---- EXTRACTED INFORMATION

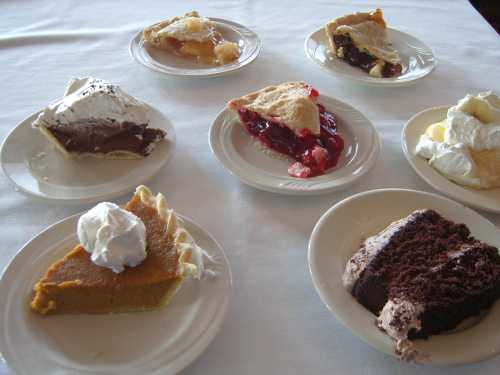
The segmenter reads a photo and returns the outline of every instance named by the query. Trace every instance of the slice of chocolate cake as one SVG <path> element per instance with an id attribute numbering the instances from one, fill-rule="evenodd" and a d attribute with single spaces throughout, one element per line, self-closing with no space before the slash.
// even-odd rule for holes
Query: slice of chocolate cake
<path id="1" fill-rule="evenodd" d="M 500 297 L 500 254 L 464 224 L 418 210 L 367 238 L 343 283 L 412 360 L 412 339 L 450 331 Z"/>

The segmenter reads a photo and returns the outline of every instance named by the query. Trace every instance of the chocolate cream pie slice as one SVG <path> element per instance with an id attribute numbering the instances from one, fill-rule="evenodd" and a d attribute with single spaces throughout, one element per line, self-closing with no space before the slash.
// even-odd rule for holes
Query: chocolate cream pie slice
<path id="1" fill-rule="evenodd" d="M 425 359 L 426 339 L 478 317 L 500 297 L 500 255 L 465 224 L 422 209 L 368 237 L 347 262 L 343 284 L 377 316 L 404 360 Z"/>
<path id="2" fill-rule="evenodd" d="M 332 54 L 374 77 L 402 72 L 401 58 L 387 40 L 382 10 L 339 17 L 325 26 Z"/>
<path id="3" fill-rule="evenodd" d="M 71 80 L 64 96 L 47 106 L 32 126 L 66 157 L 140 159 L 166 136 L 149 127 L 144 103 L 92 77 Z"/>
<path id="4" fill-rule="evenodd" d="M 291 159 L 292 177 L 322 175 L 337 165 L 344 141 L 337 119 L 304 82 L 286 82 L 233 99 L 228 107 L 265 152 Z"/>
<path id="5" fill-rule="evenodd" d="M 137 188 L 124 210 L 103 202 L 82 215 L 78 235 L 82 243 L 68 249 L 36 283 L 34 312 L 156 310 L 172 299 L 187 275 L 200 279 L 204 272 L 204 250 L 164 196 L 154 196 L 145 186 Z"/>
<path id="6" fill-rule="evenodd" d="M 204 64 L 224 65 L 240 57 L 238 44 L 225 40 L 215 23 L 196 11 L 148 26 L 143 37 L 156 48 Z"/>

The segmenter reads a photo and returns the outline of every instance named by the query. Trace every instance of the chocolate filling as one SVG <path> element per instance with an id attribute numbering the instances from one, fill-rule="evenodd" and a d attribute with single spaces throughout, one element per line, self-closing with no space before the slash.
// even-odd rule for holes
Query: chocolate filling
<path id="1" fill-rule="evenodd" d="M 76 153 L 129 151 L 147 156 L 151 144 L 165 138 L 165 132 L 147 124 L 118 123 L 113 119 L 88 119 L 71 124 L 50 125 L 47 129 L 66 148 Z"/>
<path id="2" fill-rule="evenodd" d="M 337 49 L 342 48 L 343 60 L 347 61 L 349 65 L 361 68 L 367 73 L 377 64 L 377 58 L 360 51 L 353 43 L 349 35 L 335 34 L 333 35 L 333 41 Z M 385 62 L 382 68 L 382 77 L 389 78 L 395 75 L 401 74 L 402 67 L 401 64 L 391 64 Z"/>

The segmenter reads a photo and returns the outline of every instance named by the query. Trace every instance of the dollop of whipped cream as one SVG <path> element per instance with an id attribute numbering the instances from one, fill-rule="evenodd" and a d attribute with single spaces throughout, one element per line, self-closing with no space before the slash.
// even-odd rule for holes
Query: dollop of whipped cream
<path id="1" fill-rule="evenodd" d="M 461 185 L 500 186 L 500 99 L 492 92 L 467 95 L 429 126 L 415 151 Z"/>
<path id="2" fill-rule="evenodd" d="M 147 124 L 148 108 L 120 87 L 102 79 L 72 79 L 64 96 L 49 104 L 33 122 L 34 127 L 69 124 L 88 119 Z"/>
<path id="3" fill-rule="evenodd" d="M 80 244 L 92 262 L 120 273 L 146 258 L 146 227 L 140 218 L 114 203 L 102 202 L 80 216 Z"/>
<path id="4" fill-rule="evenodd" d="M 166 36 L 177 40 L 194 40 L 203 42 L 214 36 L 213 22 L 205 17 L 181 17 L 158 31 L 158 36 Z"/>

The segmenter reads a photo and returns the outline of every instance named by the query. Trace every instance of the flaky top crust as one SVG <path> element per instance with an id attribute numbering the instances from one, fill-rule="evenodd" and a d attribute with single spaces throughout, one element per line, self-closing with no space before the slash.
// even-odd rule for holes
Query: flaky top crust
<path id="1" fill-rule="evenodd" d="M 357 28 L 351 26 L 362 24 Z M 355 30 L 356 29 L 356 30 Z M 325 26 L 330 51 L 336 55 L 334 34 L 348 34 L 356 46 L 371 55 L 392 64 L 401 62 L 398 53 L 385 41 L 386 23 L 382 10 L 377 8 L 369 13 L 353 13 L 339 17 Z"/>
<path id="2" fill-rule="evenodd" d="M 148 26 L 142 32 L 144 40 L 146 40 L 146 42 L 148 43 L 151 43 L 155 47 L 161 47 L 162 38 L 158 35 L 158 32 L 160 30 L 163 30 L 168 25 L 187 17 L 200 18 L 200 15 L 198 14 L 197 11 L 193 10 L 192 12 L 188 12 L 183 16 L 171 17 L 164 21 L 155 23 L 154 25 Z"/>
<path id="3" fill-rule="evenodd" d="M 305 82 L 285 82 L 233 99 L 228 107 L 236 111 L 249 109 L 267 120 L 280 121 L 296 132 L 306 128 L 319 134 L 319 110 L 311 89 Z"/>
<path id="4" fill-rule="evenodd" d="M 339 26 L 342 25 L 356 25 L 358 23 L 373 21 L 380 25 L 382 28 L 386 28 L 384 15 L 380 8 L 375 9 L 372 12 L 357 12 L 353 14 L 347 14 L 345 16 L 334 19 L 328 22 L 325 26 L 326 32 L 331 35 L 337 30 Z"/>

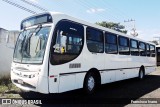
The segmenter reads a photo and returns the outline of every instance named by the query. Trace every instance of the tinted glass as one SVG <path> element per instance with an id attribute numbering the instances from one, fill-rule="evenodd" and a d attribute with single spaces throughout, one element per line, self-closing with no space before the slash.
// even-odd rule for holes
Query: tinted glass
<path id="1" fill-rule="evenodd" d="M 132 48 L 138 48 L 138 42 L 135 40 L 131 40 L 131 47 Z"/>
<path id="2" fill-rule="evenodd" d="M 151 52 L 151 57 L 155 57 L 155 46 L 150 45 L 150 52 Z"/>
<path id="3" fill-rule="evenodd" d="M 146 56 L 146 44 L 139 42 L 139 51 L 141 56 Z"/>
<path id="4" fill-rule="evenodd" d="M 96 29 L 87 28 L 87 40 L 103 42 L 103 32 Z"/>
<path id="5" fill-rule="evenodd" d="M 119 45 L 128 47 L 129 39 L 125 37 L 119 37 Z"/>
<path id="6" fill-rule="evenodd" d="M 37 25 L 37 24 L 51 23 L 51 22 L 52 22 L 52 16 L 50 14 L 34 16 L 34 17 L 24 20 L 21 23 L 21 29 L 24 29 L 29 26 Z"/>
<path id="7" fill-rule="evenodd" d="M 138 41 L 130 40 L 130 52 L 132 56 L 139 56 Z"/>
<path id="8" fill-rule="evenodd" d="M 146 49 L 145 43 L 140 42 L 139 43 L 139 48 L 145 50 Z"/>
<path id="9" fill-rule="evenodd" d="M 119 36 L 119 54 L 130 55 L 129 51 L 129 39 Z"/>
<path id="10" fill-rule="evenodd" d="M 16 43 L 14 61 L 27 64 L 41 64 L 49 33 L 50 27 L 32 28 L 22 31 Z"/>
<path id="11" fill-rule="evenodd" d="M 117 36 L 115 34 L 106 33 L 105 40 L 106 40 L 106 43 L 117 44 Z"/>
<path id="12" fill-rule="evenodd" d="M 118 53 L 117 36 L 115 34 L 105 34 L 105 52 L 109 54 Z"/>
<path id="13" fill-rule="evenodd" d="M 53 49 L 51 63 L 54 65 L 72 61 L 82 51 L 84 40 L 84 28 L 82 25 L 60 21 L 53 35 Z"/>
<path id="14" fill-rule="evenodd" d="M 146 45 L 146 48 L 147 48 L 147 56 L 150 57 L 150 47 L 149 47 L 149 44 Z"/>
<path id="15" fill-rule="evenodd" d="M 102 31 L 87 27 L 87 47 L 90 52 L 103 53 L 103 38 Z"/>

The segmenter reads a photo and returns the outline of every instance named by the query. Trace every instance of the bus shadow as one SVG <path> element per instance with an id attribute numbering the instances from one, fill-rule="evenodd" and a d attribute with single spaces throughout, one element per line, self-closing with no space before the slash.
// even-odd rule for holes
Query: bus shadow
<path id="1" fill-rule="evenodd" d="M 74 90 L 60 94 L 39 94 L 34 92 L 20 93 L 24 99 L 41 99 L 42 105 L 55 104 L 56 106 L 71 106 L 89 104 L 92 107 L 97 104 L 101 106 L 119 105 L 125 106 L 131 103 L 131 100 L 139 99 L 140 97 L 150 93 L 160 87 L 160 76 L 148 75 L 143 80 L 137 78 L 114 82 L 102 85 L 95 94 L 86 95 L 83 91 Z M 52 105 L 53 106 L 53 105 Z"/>

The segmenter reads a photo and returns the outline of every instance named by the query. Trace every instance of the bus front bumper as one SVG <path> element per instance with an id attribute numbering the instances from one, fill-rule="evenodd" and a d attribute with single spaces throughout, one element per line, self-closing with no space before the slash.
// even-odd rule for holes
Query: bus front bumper
<path id="1" fill-rule="evenodd" d="M 48 94 L 48 78 L 32 72 L 11 71 L 11 81 L 24 91 Z"/>

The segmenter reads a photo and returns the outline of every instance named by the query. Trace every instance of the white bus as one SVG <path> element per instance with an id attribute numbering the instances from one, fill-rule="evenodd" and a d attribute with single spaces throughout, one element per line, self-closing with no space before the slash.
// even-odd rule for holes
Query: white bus
<path id="1" fill-rule="evenodd" d="M 61 93 L 155 71 L 155 45 L 61 13 L 21 23 L 11 80 L 22 90 Z"/>

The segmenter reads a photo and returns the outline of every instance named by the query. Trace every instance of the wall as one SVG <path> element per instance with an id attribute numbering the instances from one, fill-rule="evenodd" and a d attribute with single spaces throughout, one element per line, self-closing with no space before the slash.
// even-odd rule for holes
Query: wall
<path id="1" fill-rule="evenodd" d="M 7 31 L 0 28 L 0 77 L 10 74 L 18 34 L 18 31 Z"/>

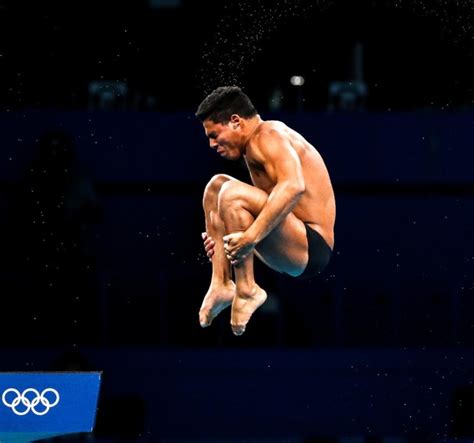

--------

Please repeat exactly the data above from its first line to the line that contains "the chocolate cream", inclusive, and leave every picture out.

The segmenter reads a photo and returns the outline of every instance named by the query. Trace every instance of the slice of chocolate cake as one SVG <path> element per instance with an id attribute numbering the instances from one, fill-rule="evenodd" and a d attribute with single spaces throughout, one element per line, self-closing with no space before the slash.
// even-odd rule for holes
Query: slice of chocolate cake
<path id="1" fill-rule="evenodd" d="M 500 297 L 500 254 L 464 224 L 418 210 L 367 238 L 343 283 L 412 360 L 412 339 L 450 331 Z"/>

The segmenter reads a photo and returns the outline of every instance named by the query. Trace every instance of the chocolate cream pie slice as one SVG <path> element per instance with an id attribute numbering the instances from one, fill-rule="evenodd" and a d attribute with single spaces throughout, one element per line, self-closing with no space before the slash.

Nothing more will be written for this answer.